▶ TASK ITEM
Determine the number of lines in the following entries that hold the word "green". Give only that number.

[[ PROVIDED MATERIAL open ]]

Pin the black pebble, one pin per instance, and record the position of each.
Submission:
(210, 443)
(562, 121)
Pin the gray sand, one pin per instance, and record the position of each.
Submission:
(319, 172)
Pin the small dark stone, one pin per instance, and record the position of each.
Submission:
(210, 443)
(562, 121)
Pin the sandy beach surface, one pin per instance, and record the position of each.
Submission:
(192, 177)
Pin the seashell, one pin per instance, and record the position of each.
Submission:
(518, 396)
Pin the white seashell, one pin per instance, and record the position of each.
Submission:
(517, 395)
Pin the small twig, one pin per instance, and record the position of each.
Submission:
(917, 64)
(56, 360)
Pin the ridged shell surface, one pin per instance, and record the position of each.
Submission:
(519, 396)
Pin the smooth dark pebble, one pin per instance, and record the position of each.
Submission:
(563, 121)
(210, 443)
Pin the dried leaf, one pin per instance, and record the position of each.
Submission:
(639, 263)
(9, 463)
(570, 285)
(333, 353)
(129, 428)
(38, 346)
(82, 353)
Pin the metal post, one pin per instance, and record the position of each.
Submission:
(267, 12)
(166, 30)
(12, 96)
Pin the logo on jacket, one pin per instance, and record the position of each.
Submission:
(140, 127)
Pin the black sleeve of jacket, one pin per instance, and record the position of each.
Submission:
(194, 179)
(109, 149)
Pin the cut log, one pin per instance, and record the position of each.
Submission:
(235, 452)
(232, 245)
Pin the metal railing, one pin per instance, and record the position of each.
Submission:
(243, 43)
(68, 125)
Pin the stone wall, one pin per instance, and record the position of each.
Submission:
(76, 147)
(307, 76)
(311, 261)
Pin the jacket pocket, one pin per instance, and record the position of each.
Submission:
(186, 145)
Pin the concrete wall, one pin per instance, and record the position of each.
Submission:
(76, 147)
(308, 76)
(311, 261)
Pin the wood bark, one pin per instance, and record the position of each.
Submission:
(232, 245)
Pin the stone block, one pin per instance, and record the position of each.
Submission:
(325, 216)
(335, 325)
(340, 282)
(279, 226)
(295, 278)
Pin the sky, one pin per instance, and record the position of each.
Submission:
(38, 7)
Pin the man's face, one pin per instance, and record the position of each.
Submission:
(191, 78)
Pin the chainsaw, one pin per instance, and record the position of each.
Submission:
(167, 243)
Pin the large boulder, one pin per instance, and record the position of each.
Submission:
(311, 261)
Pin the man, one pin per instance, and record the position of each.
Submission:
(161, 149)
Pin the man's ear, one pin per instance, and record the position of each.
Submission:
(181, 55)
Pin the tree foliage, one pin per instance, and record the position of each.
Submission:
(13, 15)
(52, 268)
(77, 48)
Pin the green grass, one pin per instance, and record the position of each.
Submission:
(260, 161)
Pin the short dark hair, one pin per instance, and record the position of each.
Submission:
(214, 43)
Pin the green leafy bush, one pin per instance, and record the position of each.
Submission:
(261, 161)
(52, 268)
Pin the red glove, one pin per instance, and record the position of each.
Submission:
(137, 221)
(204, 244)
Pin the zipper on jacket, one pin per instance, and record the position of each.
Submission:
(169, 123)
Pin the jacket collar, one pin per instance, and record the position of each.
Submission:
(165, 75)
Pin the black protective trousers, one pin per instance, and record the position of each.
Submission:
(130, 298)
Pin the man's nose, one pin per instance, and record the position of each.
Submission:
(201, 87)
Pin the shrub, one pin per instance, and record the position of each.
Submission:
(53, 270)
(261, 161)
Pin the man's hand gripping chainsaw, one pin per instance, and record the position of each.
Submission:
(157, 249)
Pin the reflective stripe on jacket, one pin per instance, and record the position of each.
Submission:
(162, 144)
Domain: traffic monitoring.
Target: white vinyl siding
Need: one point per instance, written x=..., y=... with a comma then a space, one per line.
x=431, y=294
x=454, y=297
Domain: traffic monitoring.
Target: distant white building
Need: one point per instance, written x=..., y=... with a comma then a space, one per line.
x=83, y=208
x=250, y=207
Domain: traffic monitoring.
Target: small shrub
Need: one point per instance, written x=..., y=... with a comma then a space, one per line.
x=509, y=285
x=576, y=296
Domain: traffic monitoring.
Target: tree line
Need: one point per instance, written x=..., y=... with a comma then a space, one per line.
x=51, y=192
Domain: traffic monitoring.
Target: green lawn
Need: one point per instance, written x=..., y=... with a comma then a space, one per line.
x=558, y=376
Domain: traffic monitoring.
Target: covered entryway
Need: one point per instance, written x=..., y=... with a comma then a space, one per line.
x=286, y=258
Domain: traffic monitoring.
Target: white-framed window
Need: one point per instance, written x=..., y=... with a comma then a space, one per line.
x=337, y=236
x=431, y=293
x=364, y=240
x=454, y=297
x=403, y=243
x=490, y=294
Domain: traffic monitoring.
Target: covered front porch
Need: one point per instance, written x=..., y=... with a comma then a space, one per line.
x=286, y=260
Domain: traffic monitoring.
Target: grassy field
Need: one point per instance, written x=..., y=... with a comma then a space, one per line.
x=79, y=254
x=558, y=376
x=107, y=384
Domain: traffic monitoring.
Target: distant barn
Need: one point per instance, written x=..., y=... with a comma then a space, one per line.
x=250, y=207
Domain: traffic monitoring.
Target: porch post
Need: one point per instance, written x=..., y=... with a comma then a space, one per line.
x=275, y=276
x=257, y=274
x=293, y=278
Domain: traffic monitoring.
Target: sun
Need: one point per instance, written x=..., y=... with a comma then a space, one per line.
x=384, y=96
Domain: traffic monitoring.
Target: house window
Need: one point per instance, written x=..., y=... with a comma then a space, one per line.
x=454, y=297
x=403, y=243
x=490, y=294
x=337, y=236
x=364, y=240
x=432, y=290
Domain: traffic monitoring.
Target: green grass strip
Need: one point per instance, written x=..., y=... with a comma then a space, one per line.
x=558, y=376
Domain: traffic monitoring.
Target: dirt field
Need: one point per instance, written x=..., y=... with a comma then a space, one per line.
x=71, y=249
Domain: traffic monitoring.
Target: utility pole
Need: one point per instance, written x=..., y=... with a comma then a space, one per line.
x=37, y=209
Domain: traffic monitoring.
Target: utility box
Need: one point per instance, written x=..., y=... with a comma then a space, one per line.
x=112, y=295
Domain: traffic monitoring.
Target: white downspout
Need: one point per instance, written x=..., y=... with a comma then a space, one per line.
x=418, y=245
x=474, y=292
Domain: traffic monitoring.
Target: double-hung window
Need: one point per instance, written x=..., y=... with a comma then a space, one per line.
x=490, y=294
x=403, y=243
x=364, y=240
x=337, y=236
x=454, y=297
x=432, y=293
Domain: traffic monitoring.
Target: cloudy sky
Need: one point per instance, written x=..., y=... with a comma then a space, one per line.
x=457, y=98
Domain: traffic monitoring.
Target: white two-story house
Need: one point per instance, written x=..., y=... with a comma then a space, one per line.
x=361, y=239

[[ PROVIDED MATERIAL closed ]]
[[ PROVIDED MATERIAL open ]]

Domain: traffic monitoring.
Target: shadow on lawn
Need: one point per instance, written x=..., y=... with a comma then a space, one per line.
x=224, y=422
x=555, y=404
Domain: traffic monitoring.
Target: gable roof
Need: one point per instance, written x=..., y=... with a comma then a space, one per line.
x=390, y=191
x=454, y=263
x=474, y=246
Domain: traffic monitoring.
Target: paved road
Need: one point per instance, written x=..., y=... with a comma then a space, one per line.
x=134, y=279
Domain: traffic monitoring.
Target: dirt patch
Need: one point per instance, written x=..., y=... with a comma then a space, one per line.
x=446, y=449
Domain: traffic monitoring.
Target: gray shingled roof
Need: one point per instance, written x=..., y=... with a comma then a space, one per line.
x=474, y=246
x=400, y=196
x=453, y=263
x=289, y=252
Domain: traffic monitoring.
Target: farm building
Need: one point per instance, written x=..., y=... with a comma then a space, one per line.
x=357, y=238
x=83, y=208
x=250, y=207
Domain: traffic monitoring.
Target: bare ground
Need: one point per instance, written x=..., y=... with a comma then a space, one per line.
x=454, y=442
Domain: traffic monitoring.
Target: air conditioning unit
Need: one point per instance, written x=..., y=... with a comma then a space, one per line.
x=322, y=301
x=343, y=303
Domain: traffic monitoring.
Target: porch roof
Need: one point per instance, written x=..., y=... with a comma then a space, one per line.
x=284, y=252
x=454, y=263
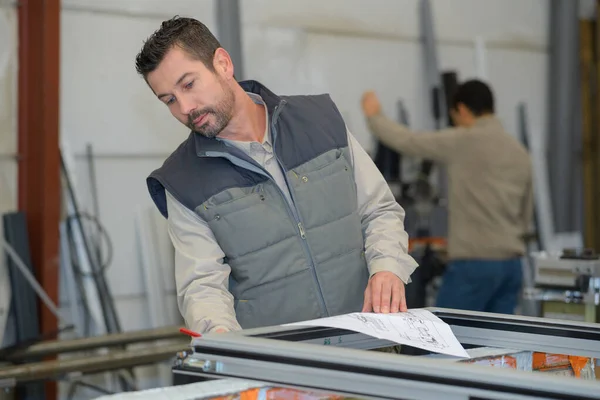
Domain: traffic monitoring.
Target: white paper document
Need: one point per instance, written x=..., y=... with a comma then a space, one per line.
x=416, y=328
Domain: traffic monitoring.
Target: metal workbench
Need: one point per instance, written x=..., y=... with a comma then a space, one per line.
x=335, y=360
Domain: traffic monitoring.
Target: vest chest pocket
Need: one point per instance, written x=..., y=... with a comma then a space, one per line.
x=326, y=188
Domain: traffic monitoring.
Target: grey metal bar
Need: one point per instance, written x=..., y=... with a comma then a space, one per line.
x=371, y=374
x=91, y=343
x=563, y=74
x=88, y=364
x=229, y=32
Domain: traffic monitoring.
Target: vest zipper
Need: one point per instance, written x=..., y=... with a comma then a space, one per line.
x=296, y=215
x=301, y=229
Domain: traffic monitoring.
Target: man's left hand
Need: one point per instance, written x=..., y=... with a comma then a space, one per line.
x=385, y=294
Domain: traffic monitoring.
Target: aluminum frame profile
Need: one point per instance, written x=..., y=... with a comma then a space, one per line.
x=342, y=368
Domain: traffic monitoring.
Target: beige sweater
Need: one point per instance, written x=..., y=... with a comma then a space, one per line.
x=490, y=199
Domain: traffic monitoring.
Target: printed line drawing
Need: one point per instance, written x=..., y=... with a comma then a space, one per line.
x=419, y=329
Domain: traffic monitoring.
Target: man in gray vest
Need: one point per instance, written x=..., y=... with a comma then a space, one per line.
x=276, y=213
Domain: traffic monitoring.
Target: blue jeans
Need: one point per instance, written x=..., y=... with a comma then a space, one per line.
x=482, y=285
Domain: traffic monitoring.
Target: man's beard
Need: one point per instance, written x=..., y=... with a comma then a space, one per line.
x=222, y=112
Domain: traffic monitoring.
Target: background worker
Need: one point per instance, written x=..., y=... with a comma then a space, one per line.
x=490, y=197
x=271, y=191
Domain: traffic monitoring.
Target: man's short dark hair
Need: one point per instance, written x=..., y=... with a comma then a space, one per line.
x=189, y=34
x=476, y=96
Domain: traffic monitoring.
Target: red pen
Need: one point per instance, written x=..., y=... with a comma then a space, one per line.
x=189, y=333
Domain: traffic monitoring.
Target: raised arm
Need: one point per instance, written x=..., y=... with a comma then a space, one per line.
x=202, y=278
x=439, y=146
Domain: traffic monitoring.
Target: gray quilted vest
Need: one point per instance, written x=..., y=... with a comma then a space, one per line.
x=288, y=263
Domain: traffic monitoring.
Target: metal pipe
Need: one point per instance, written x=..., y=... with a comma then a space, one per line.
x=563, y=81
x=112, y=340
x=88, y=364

[[ PROVIDED MATERIAL closed ]]

▶ SOLUTION TO THIS TASK
4